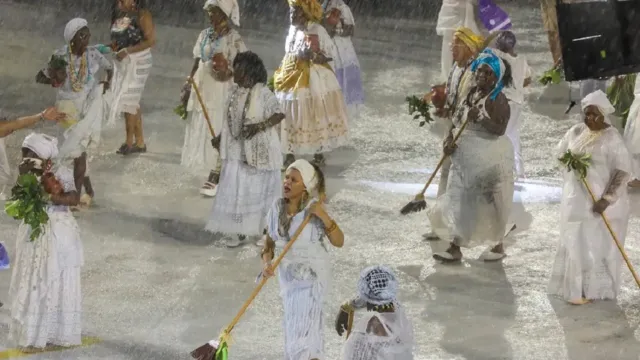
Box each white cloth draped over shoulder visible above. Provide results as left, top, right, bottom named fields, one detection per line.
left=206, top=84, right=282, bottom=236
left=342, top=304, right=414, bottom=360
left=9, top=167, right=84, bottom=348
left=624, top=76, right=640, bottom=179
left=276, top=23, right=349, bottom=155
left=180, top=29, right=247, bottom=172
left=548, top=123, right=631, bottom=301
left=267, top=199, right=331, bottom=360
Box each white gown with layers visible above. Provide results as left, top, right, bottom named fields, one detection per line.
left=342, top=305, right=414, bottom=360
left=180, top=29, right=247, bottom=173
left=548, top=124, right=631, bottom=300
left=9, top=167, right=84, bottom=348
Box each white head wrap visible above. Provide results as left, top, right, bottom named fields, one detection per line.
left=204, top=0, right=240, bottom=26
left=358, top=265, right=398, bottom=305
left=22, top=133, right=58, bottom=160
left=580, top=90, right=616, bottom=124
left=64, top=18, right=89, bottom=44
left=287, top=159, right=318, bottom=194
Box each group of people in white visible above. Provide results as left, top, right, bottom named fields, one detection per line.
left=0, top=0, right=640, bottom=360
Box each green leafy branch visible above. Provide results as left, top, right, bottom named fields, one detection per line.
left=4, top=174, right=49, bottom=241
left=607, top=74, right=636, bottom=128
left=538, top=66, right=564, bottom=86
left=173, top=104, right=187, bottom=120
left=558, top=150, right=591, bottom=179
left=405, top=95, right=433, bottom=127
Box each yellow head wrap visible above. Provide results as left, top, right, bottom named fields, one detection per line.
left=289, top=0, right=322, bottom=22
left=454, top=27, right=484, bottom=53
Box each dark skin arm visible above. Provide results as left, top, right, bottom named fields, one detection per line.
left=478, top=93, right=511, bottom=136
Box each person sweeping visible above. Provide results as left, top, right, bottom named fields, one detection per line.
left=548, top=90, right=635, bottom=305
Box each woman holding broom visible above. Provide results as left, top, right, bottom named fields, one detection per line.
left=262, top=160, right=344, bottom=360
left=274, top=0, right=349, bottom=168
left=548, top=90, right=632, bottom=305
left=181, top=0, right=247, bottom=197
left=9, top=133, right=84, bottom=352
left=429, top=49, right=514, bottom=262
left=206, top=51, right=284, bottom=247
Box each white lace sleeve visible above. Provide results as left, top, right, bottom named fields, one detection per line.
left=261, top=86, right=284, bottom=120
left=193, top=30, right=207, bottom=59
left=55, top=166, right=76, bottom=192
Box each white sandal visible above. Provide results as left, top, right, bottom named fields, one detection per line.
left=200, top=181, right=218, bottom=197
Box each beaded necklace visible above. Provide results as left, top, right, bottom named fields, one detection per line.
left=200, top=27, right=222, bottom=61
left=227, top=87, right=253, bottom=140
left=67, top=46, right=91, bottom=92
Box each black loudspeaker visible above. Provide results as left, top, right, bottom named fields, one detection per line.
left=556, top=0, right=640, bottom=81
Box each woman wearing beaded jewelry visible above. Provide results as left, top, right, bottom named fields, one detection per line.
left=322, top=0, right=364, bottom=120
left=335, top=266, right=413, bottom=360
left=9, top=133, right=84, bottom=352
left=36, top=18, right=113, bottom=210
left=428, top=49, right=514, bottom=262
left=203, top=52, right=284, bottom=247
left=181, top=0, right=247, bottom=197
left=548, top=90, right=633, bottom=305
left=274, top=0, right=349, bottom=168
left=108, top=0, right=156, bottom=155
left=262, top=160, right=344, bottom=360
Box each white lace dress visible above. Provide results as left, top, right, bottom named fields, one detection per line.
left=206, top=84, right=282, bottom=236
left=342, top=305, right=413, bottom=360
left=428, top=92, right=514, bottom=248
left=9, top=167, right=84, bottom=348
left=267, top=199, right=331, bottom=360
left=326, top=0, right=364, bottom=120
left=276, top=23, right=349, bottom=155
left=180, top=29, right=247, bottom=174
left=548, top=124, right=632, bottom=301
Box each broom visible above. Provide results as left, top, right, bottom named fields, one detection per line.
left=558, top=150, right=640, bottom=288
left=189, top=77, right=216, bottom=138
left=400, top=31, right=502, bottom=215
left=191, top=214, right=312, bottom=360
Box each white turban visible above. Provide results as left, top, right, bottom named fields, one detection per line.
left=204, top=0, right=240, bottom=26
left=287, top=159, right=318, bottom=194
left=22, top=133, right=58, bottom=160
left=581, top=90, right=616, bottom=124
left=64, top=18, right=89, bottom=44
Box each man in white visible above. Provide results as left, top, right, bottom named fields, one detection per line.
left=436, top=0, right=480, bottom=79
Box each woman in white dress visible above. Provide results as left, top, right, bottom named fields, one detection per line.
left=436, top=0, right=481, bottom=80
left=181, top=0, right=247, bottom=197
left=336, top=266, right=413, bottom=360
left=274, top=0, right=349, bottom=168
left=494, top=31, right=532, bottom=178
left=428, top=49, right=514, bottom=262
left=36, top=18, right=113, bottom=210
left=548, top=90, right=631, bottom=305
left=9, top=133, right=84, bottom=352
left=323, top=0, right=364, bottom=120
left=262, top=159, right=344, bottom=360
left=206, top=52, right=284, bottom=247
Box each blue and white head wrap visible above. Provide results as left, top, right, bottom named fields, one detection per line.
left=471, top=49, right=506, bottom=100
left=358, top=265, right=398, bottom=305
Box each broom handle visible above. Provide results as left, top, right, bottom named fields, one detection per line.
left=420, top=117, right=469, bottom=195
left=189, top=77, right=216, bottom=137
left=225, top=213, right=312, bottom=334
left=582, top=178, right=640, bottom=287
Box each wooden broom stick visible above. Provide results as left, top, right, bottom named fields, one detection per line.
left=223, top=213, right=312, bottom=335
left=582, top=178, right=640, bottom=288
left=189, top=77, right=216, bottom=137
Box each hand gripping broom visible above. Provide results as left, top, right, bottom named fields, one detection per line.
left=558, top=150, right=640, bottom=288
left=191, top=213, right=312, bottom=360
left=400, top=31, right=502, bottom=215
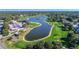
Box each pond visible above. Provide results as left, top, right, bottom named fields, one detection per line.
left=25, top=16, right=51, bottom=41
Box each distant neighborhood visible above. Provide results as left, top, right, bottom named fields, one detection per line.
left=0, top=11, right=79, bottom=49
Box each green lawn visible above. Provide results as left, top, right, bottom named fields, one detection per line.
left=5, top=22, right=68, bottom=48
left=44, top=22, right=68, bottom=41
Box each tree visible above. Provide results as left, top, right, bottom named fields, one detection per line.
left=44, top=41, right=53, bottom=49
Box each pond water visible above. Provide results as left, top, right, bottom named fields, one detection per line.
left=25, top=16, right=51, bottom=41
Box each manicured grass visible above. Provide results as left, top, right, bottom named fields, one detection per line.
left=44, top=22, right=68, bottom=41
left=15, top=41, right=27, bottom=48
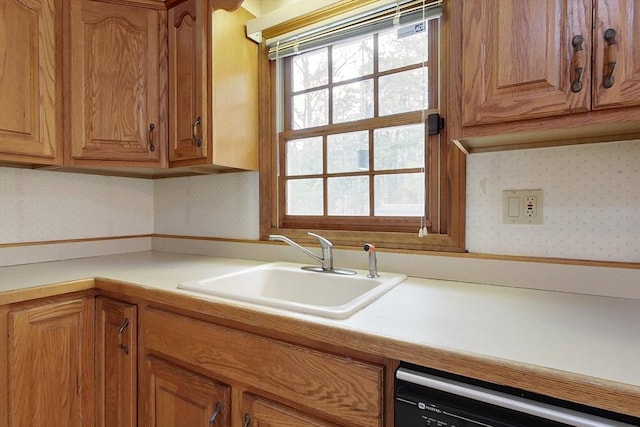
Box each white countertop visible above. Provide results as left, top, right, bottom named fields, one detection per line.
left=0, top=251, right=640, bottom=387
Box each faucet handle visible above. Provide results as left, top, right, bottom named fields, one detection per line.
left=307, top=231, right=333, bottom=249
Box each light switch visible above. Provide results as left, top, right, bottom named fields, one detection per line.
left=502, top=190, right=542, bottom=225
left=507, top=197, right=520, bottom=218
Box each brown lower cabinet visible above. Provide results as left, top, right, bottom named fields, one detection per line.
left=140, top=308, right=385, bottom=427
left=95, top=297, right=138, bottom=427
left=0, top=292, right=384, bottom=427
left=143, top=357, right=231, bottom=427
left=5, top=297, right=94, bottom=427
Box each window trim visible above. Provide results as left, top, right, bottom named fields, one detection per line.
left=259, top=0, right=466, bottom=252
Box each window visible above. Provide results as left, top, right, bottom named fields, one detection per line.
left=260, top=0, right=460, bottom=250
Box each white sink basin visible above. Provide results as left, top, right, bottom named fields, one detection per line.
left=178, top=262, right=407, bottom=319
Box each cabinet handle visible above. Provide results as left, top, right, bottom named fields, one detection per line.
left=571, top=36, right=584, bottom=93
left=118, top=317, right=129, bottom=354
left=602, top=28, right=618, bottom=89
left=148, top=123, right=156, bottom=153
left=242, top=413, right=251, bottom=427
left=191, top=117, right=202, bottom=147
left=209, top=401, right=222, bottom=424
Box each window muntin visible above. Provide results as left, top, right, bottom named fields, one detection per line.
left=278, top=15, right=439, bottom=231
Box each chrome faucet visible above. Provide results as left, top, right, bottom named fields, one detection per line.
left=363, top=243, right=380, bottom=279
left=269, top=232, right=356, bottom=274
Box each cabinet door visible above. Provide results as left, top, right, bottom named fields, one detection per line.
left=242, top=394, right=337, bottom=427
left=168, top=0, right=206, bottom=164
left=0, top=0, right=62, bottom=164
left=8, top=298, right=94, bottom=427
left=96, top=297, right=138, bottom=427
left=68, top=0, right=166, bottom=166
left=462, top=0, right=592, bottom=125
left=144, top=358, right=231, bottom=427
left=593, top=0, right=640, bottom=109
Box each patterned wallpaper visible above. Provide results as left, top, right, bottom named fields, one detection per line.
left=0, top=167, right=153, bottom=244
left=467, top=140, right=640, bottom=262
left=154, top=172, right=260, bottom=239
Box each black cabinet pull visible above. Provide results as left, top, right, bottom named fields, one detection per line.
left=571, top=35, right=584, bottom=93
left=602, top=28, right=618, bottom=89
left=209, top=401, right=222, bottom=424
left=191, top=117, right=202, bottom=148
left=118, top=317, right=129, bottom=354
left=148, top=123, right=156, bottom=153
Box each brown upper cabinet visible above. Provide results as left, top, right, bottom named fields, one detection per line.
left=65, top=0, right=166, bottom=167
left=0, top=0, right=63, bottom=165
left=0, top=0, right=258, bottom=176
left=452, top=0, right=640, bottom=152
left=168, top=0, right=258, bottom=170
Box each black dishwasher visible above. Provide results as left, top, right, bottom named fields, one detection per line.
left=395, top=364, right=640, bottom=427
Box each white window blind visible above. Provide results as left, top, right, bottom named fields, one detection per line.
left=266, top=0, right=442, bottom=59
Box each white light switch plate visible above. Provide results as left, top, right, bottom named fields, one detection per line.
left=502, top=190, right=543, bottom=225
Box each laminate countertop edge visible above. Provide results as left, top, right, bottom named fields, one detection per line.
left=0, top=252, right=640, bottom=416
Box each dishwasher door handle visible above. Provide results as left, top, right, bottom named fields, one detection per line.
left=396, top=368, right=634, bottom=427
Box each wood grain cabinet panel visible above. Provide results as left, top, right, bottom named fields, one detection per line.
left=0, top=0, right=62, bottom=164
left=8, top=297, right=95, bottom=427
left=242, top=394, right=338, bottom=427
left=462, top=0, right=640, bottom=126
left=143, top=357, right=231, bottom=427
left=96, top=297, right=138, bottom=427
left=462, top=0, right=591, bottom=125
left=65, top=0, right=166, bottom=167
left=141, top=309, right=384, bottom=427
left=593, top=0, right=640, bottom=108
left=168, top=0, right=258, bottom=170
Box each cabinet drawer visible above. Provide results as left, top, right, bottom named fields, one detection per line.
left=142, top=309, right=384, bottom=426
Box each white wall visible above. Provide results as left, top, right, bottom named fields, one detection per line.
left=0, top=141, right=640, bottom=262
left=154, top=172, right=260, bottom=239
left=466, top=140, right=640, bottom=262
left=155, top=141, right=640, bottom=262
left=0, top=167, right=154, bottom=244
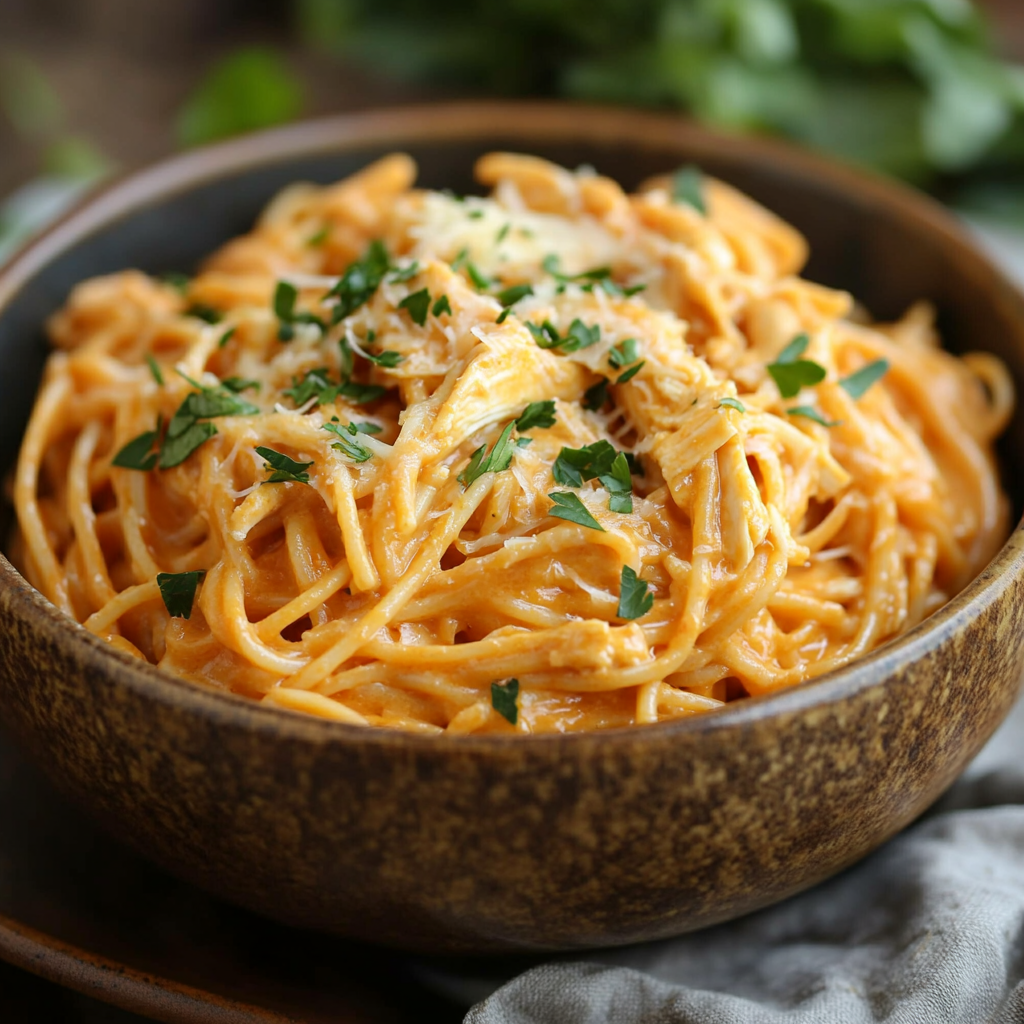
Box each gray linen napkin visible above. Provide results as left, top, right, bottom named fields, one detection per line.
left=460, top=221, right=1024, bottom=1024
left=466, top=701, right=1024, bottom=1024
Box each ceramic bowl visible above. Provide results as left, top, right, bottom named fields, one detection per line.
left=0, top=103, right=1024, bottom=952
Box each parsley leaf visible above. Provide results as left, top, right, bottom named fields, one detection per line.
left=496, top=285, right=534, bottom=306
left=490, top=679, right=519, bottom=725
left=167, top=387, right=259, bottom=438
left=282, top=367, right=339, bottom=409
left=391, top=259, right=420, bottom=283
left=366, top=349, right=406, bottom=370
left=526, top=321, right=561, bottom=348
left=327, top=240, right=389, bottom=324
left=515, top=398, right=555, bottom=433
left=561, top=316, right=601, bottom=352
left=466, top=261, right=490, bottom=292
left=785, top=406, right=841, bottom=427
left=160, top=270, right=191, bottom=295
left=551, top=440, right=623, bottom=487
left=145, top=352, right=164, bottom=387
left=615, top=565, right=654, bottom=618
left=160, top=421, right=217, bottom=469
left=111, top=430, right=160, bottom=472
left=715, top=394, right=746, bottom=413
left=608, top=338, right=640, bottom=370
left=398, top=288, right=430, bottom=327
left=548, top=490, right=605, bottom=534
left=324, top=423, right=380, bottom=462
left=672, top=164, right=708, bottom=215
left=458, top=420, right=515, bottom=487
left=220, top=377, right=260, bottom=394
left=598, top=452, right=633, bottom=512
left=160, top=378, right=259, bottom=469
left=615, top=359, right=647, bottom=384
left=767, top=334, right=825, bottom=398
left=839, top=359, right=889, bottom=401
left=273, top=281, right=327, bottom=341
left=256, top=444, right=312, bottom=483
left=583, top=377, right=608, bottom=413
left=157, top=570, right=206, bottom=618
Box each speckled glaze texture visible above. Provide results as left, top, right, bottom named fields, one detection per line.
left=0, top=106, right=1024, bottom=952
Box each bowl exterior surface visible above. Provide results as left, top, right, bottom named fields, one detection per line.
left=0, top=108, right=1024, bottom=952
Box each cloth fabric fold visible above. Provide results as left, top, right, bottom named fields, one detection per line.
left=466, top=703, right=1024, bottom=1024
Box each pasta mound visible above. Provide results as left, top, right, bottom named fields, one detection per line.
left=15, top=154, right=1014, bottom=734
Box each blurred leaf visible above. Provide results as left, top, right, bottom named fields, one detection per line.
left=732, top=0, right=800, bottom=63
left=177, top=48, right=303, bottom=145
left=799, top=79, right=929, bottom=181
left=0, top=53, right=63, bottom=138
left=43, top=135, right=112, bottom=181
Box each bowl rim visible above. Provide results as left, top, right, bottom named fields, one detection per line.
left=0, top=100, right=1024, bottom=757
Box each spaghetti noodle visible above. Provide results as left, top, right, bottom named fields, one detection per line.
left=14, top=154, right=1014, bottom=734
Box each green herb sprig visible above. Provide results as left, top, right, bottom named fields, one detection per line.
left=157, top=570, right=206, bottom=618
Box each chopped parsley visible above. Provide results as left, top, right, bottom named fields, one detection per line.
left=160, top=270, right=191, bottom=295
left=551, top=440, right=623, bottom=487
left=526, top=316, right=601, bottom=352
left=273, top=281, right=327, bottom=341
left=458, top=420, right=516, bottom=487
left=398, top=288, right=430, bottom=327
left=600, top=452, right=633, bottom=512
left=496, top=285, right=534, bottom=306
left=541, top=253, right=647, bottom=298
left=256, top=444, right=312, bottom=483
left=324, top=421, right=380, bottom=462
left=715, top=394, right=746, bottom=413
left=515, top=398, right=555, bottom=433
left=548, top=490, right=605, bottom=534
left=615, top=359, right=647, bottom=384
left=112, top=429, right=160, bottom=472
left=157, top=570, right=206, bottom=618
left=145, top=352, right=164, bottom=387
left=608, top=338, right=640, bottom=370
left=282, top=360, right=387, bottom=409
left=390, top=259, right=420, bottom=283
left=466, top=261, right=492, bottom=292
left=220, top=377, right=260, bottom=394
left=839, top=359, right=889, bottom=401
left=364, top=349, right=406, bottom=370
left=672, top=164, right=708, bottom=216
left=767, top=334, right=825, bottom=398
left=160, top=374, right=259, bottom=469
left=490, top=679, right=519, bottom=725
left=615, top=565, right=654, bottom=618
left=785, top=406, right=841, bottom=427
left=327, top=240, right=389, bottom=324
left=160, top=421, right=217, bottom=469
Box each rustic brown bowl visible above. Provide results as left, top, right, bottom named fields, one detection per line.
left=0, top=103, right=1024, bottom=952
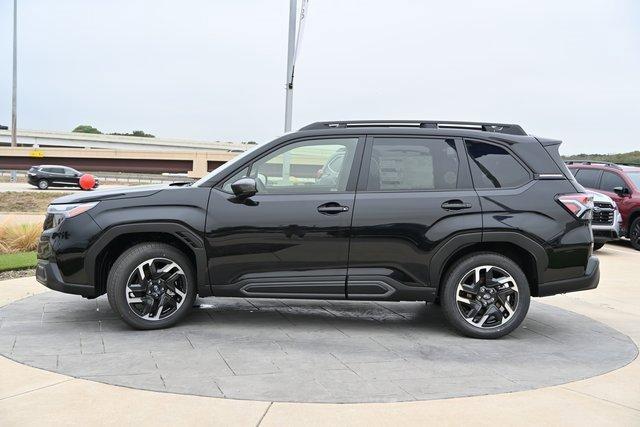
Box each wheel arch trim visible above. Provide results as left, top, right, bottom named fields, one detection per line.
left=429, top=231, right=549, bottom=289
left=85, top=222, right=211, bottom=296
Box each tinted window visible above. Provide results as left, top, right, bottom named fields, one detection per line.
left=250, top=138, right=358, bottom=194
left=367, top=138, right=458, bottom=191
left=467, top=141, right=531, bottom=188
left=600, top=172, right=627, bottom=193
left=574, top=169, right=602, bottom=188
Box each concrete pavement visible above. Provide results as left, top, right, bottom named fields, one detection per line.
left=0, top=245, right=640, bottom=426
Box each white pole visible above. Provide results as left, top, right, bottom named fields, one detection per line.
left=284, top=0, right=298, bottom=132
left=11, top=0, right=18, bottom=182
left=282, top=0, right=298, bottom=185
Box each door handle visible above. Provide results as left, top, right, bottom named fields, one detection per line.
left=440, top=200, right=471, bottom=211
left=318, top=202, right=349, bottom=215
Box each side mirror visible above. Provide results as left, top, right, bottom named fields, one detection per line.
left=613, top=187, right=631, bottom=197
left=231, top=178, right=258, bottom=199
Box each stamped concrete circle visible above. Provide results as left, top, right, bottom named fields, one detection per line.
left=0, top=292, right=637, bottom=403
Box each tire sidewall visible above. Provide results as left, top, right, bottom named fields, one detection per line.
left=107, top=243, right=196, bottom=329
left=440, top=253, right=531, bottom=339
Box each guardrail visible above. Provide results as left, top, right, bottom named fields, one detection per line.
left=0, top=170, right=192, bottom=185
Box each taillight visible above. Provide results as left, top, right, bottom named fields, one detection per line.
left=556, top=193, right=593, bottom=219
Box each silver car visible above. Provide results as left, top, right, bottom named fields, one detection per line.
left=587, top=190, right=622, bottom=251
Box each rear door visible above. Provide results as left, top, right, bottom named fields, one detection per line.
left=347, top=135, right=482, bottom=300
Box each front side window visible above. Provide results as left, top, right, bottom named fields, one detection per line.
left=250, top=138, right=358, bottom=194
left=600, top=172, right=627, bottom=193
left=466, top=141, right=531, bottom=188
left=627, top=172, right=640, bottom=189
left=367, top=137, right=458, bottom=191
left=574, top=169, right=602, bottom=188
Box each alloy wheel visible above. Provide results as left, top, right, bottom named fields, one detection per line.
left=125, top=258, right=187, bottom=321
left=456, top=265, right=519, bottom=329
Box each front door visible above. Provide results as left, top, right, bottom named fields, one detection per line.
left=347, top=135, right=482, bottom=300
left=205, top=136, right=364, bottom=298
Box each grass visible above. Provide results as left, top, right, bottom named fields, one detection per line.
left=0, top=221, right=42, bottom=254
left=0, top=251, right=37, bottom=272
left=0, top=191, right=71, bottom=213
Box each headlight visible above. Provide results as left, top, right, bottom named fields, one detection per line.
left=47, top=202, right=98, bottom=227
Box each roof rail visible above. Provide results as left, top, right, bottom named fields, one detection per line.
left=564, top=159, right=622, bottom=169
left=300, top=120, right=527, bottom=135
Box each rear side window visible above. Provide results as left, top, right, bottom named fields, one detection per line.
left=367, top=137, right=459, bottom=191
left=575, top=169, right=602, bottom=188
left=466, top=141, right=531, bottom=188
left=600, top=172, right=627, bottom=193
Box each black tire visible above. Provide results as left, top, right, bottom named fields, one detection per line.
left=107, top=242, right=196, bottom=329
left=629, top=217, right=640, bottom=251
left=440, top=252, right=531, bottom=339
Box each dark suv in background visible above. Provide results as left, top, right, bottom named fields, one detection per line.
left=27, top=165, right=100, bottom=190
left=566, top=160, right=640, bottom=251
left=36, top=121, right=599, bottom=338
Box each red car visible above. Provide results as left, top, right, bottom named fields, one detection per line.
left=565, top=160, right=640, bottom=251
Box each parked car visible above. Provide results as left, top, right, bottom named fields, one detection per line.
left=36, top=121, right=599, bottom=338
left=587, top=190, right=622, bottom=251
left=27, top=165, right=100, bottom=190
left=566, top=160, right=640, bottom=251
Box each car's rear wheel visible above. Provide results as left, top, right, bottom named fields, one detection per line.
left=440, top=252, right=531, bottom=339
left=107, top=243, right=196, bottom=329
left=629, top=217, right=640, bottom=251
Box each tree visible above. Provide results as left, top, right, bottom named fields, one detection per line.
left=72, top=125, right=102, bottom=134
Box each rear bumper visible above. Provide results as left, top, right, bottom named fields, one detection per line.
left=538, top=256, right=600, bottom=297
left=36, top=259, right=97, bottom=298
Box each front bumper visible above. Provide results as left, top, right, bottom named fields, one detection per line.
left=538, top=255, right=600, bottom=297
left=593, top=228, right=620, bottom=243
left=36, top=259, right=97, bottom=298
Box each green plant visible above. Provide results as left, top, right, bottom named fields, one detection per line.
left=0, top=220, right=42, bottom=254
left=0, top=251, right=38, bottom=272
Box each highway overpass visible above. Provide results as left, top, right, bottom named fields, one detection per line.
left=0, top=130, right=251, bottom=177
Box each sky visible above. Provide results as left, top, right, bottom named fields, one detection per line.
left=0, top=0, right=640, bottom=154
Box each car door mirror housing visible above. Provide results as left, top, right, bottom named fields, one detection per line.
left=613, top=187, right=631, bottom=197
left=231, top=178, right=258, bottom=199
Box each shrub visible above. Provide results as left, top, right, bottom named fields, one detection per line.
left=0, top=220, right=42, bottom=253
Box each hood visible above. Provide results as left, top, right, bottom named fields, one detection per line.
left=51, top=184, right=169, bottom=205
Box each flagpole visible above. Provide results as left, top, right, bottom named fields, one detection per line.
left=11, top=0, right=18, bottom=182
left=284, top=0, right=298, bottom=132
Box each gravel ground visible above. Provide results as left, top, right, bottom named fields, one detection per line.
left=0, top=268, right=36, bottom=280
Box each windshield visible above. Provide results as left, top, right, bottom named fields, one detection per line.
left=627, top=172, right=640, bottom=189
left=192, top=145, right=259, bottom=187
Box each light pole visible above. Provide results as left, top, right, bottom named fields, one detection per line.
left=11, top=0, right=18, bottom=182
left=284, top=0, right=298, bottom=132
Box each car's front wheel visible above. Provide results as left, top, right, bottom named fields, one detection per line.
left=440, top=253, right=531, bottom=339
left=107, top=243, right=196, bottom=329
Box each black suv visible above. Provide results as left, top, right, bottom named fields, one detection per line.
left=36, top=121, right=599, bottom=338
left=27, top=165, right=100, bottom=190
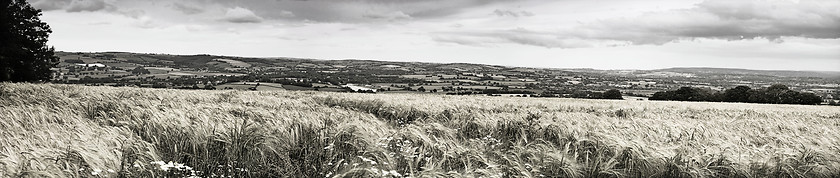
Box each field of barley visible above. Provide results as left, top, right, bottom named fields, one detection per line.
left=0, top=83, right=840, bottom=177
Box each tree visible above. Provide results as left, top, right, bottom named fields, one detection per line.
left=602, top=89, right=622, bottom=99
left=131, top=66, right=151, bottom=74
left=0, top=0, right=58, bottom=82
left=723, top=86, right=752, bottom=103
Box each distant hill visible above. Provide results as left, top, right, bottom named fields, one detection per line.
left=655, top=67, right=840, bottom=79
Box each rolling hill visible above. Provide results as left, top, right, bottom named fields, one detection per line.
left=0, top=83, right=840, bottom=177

++++++++++

Please render the listing above as a Markdown table with the columns Row and Text, from its start up to and including the line with "left=405, top=95, right=433, bottom=127". Number each line, skip blank lines, and leave out the pictures.

| Row | Text |
|---|---|
| 1 | Box each white cloth draped over shoulder visible above. Provide results as left, top, right, bottom named fields, one detection per line. |
| 2 | left=206, top=84, right=282, bottom=236 |
| 3 | left=342, top=304, right=414, bottom=360 |
| 4 | left=9, top=167, right=84, bottom=348 |
| 5 | left=624, top=76, right=640, bottom=179 |
| 6 | left=276, top=23, right=349, bottom=155 |
| 7 | left=180, top=29, right=247, bottom=172 |
| 8 | left=548, top=123, right=631, bottom=301 |
| 9 | left=267, top=199, right=331, bottom=360 |
| 10 | Box each white gown with layers visible above. Provide results as left, top, right, bottom named fields, one detection per line. |
| 11 | left=342, top=305, right=414, bottom=360 |
| 12 | left=180, top=29, right=247, bottom=173 |
| 13 | left=548, top=124, right=631, bottom=300 |
| 14 | left=9, top=167, right=84, bottom=348 |
| 15 | Box each white head wrap visible above. Provide results as left, top, right, bottom named fields, one detection per line. |
| 16 | left=204, top=0, right=240, bottom=26 |
| 17 | left=358, top=265, right=398, bottom=305 |
| 18 | left=22, top=133, right=58, bottom=160 |
| 19 | left=580, top=90, right=616, bottom=124 |
| 20 | left=64, top=18, right=89, bottom=44 |
| 21 | left=287, top=159, right=318, bottom=194 |
| 22 | Box each group of people in white visible above. Provide results as left, top, right, bottom named fields, one detection per line. |
| 23 | left=0, top=0, right=640, bottom=360 |
| 24 | Box each green leafy branch visible above. Provide results as left, top, right, bottom named fields, one detection per line. |
| 25 | left=4, top=174, right=49, bottom=241 |
| 26 | left=607, top=74, right=636, bottom=128 |
| 27 | left=538, top=66, right=564, bottom=86 |
| 28 | left=173, top=104, right=187, bottom=120 |
| 29 | left=558, top=150, right=591, bottom=179 |
| 30 | left=405, top=95, right=433, bottom=127 |